# DOCUMENT TEXT
******
Remote MCP Server
FastHook MCP Server
Connect an AI client directly to FastHook operations through a remote Model Context Protocol server. Inspect captured webhook traffic, follow request-to-attempt traces, save regression fixtures, retry failed deliveries, and create temporary request bins without teaching the client every REST route.
The production endpoint is https://mcp.fasthook.io/mcp. It uses Streamable HTTP and OAuth 2.1 with Google sign-in, explicit workspace selection, and separate read and write scopes. Project API Keys remain available for CI.
OAuth clients open Google sign-in automatically. Use the dashboard to review the workspace before granting access.
******
# TRY IT
Carry on the FastHook MCP server documentation from its last sentence, keeping its tone and format.
******
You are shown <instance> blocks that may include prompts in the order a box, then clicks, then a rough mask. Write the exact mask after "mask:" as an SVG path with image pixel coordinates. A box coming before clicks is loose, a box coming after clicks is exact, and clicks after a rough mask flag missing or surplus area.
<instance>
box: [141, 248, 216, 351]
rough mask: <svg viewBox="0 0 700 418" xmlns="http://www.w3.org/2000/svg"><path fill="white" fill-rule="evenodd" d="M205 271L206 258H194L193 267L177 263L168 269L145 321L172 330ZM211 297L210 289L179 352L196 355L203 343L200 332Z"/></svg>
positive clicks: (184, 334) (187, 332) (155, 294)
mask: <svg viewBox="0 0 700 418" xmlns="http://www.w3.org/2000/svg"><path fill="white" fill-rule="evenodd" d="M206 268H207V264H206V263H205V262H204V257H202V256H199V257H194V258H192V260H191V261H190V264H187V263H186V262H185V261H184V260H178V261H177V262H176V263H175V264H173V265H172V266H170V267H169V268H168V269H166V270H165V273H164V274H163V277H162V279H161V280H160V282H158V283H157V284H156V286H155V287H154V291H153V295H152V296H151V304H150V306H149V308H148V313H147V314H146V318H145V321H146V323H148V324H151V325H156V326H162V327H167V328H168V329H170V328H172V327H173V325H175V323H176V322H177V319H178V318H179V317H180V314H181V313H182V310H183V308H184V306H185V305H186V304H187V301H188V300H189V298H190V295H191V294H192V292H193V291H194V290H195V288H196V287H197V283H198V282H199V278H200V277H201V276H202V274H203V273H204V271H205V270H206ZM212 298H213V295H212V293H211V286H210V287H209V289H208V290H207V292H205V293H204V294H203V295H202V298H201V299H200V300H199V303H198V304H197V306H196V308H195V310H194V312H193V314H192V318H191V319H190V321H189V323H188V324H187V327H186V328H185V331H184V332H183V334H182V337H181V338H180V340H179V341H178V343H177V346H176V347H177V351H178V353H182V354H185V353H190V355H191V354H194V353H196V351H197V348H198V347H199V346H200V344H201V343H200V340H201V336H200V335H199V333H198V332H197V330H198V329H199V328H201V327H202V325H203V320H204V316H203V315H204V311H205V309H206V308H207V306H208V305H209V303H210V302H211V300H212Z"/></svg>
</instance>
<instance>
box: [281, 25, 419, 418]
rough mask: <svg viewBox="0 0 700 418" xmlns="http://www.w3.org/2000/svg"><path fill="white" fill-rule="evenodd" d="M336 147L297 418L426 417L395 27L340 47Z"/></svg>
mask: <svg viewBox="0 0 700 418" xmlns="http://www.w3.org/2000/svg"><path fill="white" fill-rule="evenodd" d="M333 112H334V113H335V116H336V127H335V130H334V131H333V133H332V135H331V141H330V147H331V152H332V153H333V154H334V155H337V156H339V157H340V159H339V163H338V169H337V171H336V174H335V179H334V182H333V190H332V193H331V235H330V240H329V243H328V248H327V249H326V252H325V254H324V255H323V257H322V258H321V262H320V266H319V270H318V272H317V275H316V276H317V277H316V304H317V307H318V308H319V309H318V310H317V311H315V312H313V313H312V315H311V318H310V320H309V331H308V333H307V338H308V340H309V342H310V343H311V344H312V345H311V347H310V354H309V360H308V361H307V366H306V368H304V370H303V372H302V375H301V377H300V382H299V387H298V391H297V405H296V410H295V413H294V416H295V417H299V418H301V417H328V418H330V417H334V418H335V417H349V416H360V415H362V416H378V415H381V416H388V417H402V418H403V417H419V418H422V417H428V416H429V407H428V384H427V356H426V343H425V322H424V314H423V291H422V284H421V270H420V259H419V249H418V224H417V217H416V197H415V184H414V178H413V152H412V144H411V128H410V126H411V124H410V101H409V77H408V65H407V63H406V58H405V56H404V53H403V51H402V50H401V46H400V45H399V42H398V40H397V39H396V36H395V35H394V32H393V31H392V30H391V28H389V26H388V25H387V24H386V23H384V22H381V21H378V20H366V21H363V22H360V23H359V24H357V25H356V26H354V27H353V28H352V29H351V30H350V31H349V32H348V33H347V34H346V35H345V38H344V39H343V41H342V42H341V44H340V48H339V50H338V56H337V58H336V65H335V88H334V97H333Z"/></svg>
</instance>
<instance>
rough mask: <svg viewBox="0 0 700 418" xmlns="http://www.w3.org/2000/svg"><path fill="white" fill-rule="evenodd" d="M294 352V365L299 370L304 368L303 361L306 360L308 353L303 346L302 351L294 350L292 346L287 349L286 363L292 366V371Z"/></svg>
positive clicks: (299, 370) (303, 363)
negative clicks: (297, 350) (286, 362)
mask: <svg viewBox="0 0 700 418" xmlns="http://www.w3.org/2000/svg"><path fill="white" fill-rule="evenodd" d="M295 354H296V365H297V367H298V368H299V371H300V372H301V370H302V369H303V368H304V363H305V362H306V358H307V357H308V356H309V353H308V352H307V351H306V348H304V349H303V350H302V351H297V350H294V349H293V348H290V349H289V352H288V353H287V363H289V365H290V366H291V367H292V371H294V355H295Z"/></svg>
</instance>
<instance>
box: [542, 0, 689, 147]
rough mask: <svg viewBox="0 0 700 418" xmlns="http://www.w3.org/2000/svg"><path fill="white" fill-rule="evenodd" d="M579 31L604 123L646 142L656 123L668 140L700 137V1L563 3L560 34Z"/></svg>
******
# RESPONSE TO THIS TASK
Connection details
| Setting | Value |
|---|---|
| Endpoint | https://mcp.fasthook.io/mcp |
| Transport | Streamable HTTP |
| Recommended authentication | OAuth 2.1 with Google sign-in and S256 PKCE |
| OAuth scopes | fasthook.read · fasthook.write |
| Workspace selection | Choose one FastHook workspace on the consent screen |
| CI fallback | Authorization: Bearer fhp_... |
Connect with OAuth 2.1
Add only the server URL to a client that supports remote Streamable HTTP servers. The client discovers FastHook OAuth automatically, opens Google sign-in, and asks you to choose one workspace. No FastHook password or API key is shared with the client.
{
"mcpServers": {
"fasthook": {
"url": "https://mcp.fasthook.io/mcp"
}
}
}Use a Project API Key for CI
Headless jobs can continue to use a project-scoped key. Keep the key in a secret manager, never put it in a URL, and rotate it from Project Secrets if it is exposed.
{
"mcpServers": {
"fasthook": {
"url": "https://mcp.fasthook.io/mcp",
"headers": {
"Authorization": "Bearer fhp_your_project_api_key",
"x-team-id": "tm_your_team_id"
}
}
}
}Inspect webhook evidence
Observation tools are read-only. They let an agent move from the configured route to the evidence created by real traffic without guessing which request, event, or attempt failed.
- List sources, destinations, and routing connections.
- List and inspect requests, events, and delivery attempts.
- Open a complete request trace across routed events and attempts.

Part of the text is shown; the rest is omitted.